Problema proposto 1
Indique se cada afirmação a seguir está de acordo com o texto sobre Salvador, respondendo sim ou não e citando literalmente as palavras que decidem a resposta. (a) O Zanzibar ficava no Garcia. (b) Os bares fechavam às duas da manhã. (c) Clóvis Loureiro morava no bairro do Lobato.
Problema proposto 2
Copie sem nenhuma alteração a passagem do texto sobre Salvador que começa em "A praia do Porto" e termina em "do Porto. Wonderful!".

Trecho do documento

Eu queria ter um coração duro o suficiente para não tremer de emoção quando recebo notícias de Salvador. Antigas lembranças se libertam e me envolvem numa teia nostálgica e crescente, aflorando a saudade dos velhos tempos. Foi o que aconteceu hoje, numa releitura de Sargaços, do amigo d'além-mar Cunha de Leiradella.
A cidade fascinava, encantava, enlouquecia. Conheci cada canto dos seus encantos, cada centímetro de suas emoções. As ondas traiçoeiras de Stella Maris, o feitiço mortal da Lagoa do Abaeté, a solitude de Itapuã, as batidas de limão de Amaralina, a boemia do Rio Vermelho (e também as batidas do meu amigo Diolino), a prostituição da Barra, o tradicionalismo de Santo Antonio Além do Carmo, e o samba-de-roda do Mercado Modelo ou da Ribeira, em triste e nostálgico entardecer da Baía de Todos os Santos. Paripe, Periperi, Lobato e a cachoeira de São Bartolomeu, perigosamente linda e desconhecida das autoridades policiais. Era preciso salvo-conduto pra se chegar até lá sem ser importunado pelos meliantes e gatunos. O nosso era Clóvis Loureiro, um amigo, morador do bairro do Lobato, nascido e criado na floresta de São Bartolomeu, e os pivetes e malandros da redondeza o chamavam de “Maluco”. E só podia ser maluco para adentrar a mata para tomar banho de cachoeira ao som dos atabaques. Em Salvador toda nascente de água é santuário sagrado para a religião de matriz africana.
As noites soteropolitanas eram curtas para o tamanho das farras. Quando os bares fechavam, à meia-noite, a farra continuava no Zanzibar, no Garcia, reduto de poetas, artistas ou boêmios sem guarida. Quase ao lado do Castro Alves, os deuses do palco costumavam ser gente comum no Zanzi. Quando estava muito cheio, o jeito era descer para o Jereré do Macedo e ver o sol nascer no mar de Amaralina. Ou no Tenda dos Milagres. Quando o Jereré e o Tenda fecharam, o mestre e poeta Batatinha nos abriu as portas do seu “Toalha da Saudade”, na Ladeira dos Aflitos, onde se podia amanhecer o dia em conversas interessantes, ouvindo boa música da nossa MPB.
A praia do Porto da Barra era – e continua sendo - o metro quadrado de mulheres mais bonitas e sensuais do Nordeste. Eram ninfas, sacerdotisas de Eros, deusas da estética. Foi nessa praia que tive a sensação de que o Paraíso existia. Não havia como conter a libido ante a exuberância sensual das mulheres do Porto. Wonderful!

Dados de anotação por pontos:

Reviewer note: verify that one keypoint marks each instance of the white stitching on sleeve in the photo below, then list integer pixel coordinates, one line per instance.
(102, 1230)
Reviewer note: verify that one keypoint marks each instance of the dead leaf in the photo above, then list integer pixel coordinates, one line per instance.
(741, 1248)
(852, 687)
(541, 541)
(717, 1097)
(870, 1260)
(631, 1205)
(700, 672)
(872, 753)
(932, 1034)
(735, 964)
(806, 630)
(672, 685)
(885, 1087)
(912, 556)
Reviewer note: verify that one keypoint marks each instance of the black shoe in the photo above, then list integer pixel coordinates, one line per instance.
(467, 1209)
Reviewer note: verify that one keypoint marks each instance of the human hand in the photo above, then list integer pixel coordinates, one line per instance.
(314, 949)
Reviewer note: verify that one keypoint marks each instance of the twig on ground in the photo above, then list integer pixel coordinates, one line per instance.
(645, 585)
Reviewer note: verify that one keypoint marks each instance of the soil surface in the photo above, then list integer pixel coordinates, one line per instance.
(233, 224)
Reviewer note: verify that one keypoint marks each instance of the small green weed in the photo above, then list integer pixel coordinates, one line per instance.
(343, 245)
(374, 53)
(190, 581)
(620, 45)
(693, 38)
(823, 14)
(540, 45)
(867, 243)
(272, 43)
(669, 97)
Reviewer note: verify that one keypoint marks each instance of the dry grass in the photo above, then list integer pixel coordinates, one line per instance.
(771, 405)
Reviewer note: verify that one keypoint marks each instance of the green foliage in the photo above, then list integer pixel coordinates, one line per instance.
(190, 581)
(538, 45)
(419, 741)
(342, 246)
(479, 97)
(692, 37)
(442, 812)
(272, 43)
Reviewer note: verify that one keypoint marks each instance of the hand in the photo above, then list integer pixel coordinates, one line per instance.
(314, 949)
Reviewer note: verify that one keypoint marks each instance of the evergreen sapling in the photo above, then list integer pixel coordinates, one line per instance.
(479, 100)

Resposta do exercício 1
(a) Sim: "a farra continuava no Zanzibar, no Garcia".
(b) Não: "Quando os bares fechavam, à meia-noite".
(c) Sim: "um amigo, morador do bairro do Lobato".

Resposta do exercício 2
A praia do Porto da Barra era – e continua sendo - o metro quadrado de mulheres mais bonitas e sensuais do Nordeste. Eram ninfas, sacerdotisas de Eros, deusas da estética. Foi nessa praia que tive a sensação de que o Paraíso existia. Não havia como conter a libido ante a exuberância sensual das mulheres do Porto. Wonderful!